(Dataset rows)
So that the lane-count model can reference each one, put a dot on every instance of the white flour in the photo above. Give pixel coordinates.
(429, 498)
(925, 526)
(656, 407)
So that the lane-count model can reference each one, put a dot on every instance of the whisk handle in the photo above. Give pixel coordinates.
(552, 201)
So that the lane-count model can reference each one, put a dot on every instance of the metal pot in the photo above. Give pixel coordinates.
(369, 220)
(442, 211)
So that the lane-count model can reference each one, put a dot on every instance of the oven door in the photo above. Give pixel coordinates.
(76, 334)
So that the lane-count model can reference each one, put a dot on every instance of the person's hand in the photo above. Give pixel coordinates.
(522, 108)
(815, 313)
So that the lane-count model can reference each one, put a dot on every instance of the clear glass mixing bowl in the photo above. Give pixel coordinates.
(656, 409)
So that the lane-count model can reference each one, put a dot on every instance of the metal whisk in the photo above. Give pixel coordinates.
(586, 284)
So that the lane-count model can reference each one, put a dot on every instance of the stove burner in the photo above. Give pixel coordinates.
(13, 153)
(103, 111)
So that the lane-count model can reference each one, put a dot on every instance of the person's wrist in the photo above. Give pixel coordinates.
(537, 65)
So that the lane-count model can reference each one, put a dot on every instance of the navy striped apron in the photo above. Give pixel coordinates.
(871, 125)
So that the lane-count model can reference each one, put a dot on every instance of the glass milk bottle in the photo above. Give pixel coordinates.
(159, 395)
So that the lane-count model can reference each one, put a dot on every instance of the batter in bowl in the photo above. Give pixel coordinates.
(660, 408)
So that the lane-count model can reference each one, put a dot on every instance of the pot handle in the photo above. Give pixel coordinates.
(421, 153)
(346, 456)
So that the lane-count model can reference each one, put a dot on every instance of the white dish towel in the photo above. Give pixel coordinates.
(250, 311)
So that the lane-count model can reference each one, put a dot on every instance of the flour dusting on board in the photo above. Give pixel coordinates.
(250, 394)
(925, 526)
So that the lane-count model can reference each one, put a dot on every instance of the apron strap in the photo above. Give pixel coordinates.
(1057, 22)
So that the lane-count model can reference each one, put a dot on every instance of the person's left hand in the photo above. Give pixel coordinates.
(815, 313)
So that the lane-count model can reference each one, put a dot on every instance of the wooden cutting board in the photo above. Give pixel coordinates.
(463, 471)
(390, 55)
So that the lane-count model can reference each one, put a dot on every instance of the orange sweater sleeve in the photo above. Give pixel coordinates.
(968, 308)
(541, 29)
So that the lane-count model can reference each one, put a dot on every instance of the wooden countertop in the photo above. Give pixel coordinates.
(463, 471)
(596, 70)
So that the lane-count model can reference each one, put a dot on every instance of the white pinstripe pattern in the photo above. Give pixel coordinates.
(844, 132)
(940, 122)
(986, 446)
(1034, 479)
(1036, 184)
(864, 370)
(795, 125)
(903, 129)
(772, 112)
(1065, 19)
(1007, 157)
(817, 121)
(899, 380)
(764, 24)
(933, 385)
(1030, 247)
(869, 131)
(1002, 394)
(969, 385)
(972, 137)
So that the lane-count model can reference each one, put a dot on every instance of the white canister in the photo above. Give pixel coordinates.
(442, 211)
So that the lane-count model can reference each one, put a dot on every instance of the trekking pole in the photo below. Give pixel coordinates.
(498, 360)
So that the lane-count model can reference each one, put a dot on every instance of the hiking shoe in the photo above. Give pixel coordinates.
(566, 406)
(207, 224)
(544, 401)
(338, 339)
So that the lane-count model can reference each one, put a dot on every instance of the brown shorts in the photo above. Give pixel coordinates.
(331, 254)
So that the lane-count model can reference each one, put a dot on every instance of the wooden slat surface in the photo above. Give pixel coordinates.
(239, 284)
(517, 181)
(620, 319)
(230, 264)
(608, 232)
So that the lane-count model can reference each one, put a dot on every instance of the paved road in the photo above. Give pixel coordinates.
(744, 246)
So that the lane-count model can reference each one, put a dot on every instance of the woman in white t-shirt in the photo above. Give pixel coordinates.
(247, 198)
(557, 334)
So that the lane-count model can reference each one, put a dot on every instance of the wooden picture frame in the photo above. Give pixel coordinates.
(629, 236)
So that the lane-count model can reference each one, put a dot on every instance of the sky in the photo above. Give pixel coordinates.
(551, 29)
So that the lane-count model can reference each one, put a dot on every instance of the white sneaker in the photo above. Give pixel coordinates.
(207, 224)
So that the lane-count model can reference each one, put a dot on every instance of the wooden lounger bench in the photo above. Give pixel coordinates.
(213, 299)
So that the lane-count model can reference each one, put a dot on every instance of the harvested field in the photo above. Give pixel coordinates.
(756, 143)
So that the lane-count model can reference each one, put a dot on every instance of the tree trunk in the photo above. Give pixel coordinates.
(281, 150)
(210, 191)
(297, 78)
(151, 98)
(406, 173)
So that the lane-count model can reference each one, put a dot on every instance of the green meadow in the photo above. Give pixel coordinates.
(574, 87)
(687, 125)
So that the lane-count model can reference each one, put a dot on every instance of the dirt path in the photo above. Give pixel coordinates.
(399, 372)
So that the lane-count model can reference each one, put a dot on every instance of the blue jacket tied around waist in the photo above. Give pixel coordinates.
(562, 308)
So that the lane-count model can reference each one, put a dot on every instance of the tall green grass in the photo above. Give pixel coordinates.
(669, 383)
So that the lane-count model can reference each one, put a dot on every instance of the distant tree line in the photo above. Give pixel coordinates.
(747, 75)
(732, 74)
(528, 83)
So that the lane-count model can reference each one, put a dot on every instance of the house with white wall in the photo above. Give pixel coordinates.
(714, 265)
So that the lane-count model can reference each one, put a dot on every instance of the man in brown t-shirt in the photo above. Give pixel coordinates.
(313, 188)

* **Work required**:
Only the lines from the one holding "grass in the photo above. Give pixel coordinates." through the end of the listing should be given again, exactly and with both ends included.

* **Result of this exercise**:
So that the lane-count model can reference each one, put a dot on every instance of the tall green grass in the photo above. Give pixel coordinates.
(669, 383)
So that the lane-count model can reference each one, put a dot on every instance of the distant tree line in the photo above. Give pixel coordinates.
(747, 75)
(732, 74)
(528, 83)
So that the lane-count model can reference each one, put a dot on every instance of the house with white wall in the photo above. Give pixel coordinates.
(714, 265)
So that the lane-count model can reference each one, put a dot on every instance of the man in brown t-shirt in the photo above. Give pixel coordinates.
(313, 188)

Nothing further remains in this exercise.